◆ **Instruksi Tugas**
A. Alihbahasakan ke bahasa Inggris kalimat dari teks tentang kekuatan TNI AL ini: "Pesan menggairahkan seperti ini telah lama ditunggu masyarakat, terutama korps TNI AL, yang menginginkan kekuatan armada perang Indonesia di laut disegani di dunia."
B. Tuliskan lanjutan teks tentang kekuatan TNI AL, dimulai sesudah kalimat terakhirnya.

Penggalan kalimat pertama menunjukkan penekanan TNI akan jauh lebih kuat dari kapasitas saat ini vis- a-vis negara ASEAN. Sedangkan penggalan kedua mengingatkan memori tentang era kejayaan TNI AL di era 60-an. Saat itu TNI AL menjelma sebagai paling terkuat di bumi bagian selatan. Dengan begitu kuatnya armada laut yang sebagian besar produksi Uni Sovyet, Indonesia mampu mengusir Belanda yang ingin melanggengkan kekuasaan di Bumi Cendrawasih. Seolah Prabowo memiliki asa mengembalikan era kejayaan tersebut.
Apa yang disampaikan Prabowo mengandung tensi lebih dibanding menteri pertahanan sebelumnya, yakni semangat sekaligus optimisme untuk menghadirkan postur TNI, khususnya TNI AL, yang jauh lebih berotot. Pesan menggairahkan seperti ini telah lama ditunggu masyarakat, terutama korps TNI AL, yang menginginkan kekuatan armada perang Indonesia di laut disegani di dunia.
Dalam momen yang sama, Prabowo telah membeber target yang akan dicapai dalam waktu 2 tahun ke depan, yakni Indonesia bakal memiliki 50 kapal perang siap tempur. Saat itu belum jelas apakah hal dimaksud merujuk pada pembekalan terhadap kapal yang sudah ada hingga siap tempur, atau pembelian baru. Namun dia memastikan anggaran yang disebut terbesar sepanjang sejarah perjalanan Indonesia itu sudah disetujui Presiden Joko Widodo.

◆ **Materi yang Disediakan**
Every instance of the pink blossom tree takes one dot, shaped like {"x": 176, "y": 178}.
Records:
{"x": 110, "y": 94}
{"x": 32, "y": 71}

◆ **Jawaban**
A. A stirring message like this has long been awaited by the public, especially the TNI AL corps, which wants Indonesia's naval war fleet to be respected around the world.

B.
Berdasar data, termasuk yang digunakan Global Fire Power dalam memberikan penilaian pada 2022, secara kuantitas kapal perang yang dimiliki TNI saat ini terbilang banyak. Secara keseluruhan jumlahnya mencapai 296 unit, terdiri dari dari kapal fregat 7 unit, kapal korvet (24), kapal selam (4), kapal patroli (181), mine warfare (11).
Tetapi apabila diukur secara kualitas yang melibatkan sejumlah variabel seperti kecanggihan sistem rudal, sistem manajemen tempur, sistem pertahanan udara, dan lainnya, tentu akan menimbulkan tanda tanya karena faktanya mayoritas kapal perang yang dimiliki TNI AL berusia tua. Bahkan, TNI sudah meminta sebanyak 22 kapal perangnya dipensiunkan karena uzur.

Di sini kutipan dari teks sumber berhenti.